--- start Data supplied ---

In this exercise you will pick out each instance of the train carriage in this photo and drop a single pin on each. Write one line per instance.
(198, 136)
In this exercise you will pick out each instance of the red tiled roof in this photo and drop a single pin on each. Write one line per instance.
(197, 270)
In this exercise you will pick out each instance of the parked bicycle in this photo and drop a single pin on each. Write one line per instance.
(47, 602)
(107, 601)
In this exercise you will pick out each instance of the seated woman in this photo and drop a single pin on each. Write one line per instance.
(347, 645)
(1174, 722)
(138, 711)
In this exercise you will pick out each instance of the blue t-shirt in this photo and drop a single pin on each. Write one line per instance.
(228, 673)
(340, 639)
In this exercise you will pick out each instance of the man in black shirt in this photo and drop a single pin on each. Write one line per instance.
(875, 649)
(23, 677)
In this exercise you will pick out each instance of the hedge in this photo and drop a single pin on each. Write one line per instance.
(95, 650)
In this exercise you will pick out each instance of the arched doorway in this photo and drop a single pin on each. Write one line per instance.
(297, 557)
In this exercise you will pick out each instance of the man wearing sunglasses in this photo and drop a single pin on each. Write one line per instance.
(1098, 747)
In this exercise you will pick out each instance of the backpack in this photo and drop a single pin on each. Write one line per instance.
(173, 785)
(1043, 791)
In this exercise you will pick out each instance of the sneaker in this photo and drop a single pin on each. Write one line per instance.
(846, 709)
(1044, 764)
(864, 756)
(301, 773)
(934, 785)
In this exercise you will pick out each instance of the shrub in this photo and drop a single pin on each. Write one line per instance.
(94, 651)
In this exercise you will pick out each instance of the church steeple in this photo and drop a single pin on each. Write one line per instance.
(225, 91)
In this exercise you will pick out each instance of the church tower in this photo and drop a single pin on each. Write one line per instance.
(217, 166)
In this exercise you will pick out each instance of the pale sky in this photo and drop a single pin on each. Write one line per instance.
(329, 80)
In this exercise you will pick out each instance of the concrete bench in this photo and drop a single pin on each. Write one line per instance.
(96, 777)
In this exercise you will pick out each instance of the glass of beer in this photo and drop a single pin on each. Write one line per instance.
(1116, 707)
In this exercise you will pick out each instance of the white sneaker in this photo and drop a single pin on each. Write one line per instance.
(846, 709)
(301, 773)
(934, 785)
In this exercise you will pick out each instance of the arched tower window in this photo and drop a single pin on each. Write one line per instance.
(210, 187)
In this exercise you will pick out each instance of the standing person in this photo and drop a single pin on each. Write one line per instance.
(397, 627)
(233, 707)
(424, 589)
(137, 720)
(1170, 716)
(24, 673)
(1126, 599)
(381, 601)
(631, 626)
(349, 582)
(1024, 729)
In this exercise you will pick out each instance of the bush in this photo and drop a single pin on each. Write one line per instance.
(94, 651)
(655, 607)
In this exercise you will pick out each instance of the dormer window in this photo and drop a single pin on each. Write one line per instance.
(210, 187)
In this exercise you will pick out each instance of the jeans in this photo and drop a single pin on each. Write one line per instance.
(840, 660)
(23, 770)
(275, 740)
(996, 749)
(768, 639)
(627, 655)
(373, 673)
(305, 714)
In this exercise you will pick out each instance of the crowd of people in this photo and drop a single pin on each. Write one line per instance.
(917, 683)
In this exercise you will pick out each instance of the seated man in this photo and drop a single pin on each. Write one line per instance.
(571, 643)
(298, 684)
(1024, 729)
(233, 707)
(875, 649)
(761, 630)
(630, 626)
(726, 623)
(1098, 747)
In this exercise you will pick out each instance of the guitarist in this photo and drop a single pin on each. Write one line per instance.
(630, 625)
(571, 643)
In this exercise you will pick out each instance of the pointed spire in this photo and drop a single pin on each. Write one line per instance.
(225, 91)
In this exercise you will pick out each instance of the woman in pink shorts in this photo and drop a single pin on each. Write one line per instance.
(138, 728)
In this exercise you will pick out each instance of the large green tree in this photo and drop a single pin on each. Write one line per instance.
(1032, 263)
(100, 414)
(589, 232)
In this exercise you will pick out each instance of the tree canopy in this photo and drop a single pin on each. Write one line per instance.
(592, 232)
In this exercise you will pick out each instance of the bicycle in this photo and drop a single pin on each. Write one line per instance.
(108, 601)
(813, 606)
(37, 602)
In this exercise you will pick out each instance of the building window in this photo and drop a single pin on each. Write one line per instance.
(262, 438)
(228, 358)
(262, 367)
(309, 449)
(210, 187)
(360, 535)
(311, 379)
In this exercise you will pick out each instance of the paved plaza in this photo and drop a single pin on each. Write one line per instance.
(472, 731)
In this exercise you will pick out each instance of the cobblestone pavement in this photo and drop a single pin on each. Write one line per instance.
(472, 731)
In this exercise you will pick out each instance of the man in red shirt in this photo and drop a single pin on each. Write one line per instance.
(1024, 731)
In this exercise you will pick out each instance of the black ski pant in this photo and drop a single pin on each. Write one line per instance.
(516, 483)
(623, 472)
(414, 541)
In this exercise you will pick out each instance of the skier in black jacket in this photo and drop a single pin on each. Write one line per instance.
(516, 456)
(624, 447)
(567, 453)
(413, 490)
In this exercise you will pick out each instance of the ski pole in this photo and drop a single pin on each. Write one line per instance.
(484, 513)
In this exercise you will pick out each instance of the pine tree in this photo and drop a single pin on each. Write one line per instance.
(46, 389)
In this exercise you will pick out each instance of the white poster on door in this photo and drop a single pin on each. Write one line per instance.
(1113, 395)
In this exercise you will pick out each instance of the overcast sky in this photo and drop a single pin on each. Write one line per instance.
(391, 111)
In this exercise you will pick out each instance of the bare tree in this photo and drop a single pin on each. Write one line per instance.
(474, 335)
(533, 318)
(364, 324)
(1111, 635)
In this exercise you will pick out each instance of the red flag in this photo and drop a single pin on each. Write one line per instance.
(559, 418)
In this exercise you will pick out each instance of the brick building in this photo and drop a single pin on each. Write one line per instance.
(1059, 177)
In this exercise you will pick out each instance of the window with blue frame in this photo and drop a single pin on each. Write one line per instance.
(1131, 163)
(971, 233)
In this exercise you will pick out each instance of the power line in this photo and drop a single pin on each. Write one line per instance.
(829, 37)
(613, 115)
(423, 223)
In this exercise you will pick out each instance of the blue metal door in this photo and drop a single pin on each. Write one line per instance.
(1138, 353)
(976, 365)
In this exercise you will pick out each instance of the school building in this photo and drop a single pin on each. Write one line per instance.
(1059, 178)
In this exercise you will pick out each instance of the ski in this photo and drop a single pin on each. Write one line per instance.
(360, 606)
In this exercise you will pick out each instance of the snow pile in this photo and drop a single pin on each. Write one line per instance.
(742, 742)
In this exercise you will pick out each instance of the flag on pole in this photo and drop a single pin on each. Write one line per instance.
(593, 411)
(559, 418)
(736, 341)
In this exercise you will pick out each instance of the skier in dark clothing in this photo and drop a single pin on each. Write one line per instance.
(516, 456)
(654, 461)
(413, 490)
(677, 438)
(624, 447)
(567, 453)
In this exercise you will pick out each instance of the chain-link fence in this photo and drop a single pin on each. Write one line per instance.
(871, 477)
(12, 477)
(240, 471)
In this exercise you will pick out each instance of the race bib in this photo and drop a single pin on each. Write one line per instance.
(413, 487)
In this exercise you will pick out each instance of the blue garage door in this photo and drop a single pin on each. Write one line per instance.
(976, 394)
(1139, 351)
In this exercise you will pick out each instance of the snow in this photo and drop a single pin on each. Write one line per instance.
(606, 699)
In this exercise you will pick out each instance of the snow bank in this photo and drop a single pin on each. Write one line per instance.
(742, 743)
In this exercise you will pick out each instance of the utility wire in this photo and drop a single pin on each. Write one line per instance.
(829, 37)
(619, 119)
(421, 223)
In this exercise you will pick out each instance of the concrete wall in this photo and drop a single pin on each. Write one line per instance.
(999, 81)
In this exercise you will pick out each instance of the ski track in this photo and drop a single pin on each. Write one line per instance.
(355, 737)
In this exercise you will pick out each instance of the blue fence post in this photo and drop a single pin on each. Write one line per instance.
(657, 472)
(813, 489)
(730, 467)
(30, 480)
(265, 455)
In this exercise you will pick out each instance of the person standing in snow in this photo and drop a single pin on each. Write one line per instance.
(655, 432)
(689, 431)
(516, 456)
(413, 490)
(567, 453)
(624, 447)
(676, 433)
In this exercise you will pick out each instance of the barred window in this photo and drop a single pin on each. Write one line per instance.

--- end Data supplied ---

- _Exercise task_: Scale the data starting with the line containing "of the person" and going on through the end of the data. Write out every line in that span, keeping each one otherwise unchanged but multiplying every coordinate by 1.75 and rounding to whole numbers, with halves rounded up.

- _Solved problem_:
In this exercise you will pick out each instance of the person standing in snow in this photo and drop a single pin on each. Write one line per instance.
(1146, 756)
(1206, 754)
(903, 798)
(723, 858)
(992, 793)
(1092, 782)
(1183, 758)
In this exercise you will pick out each instance of the barred window in this photo and drop a single pin on each. Write one line per instance.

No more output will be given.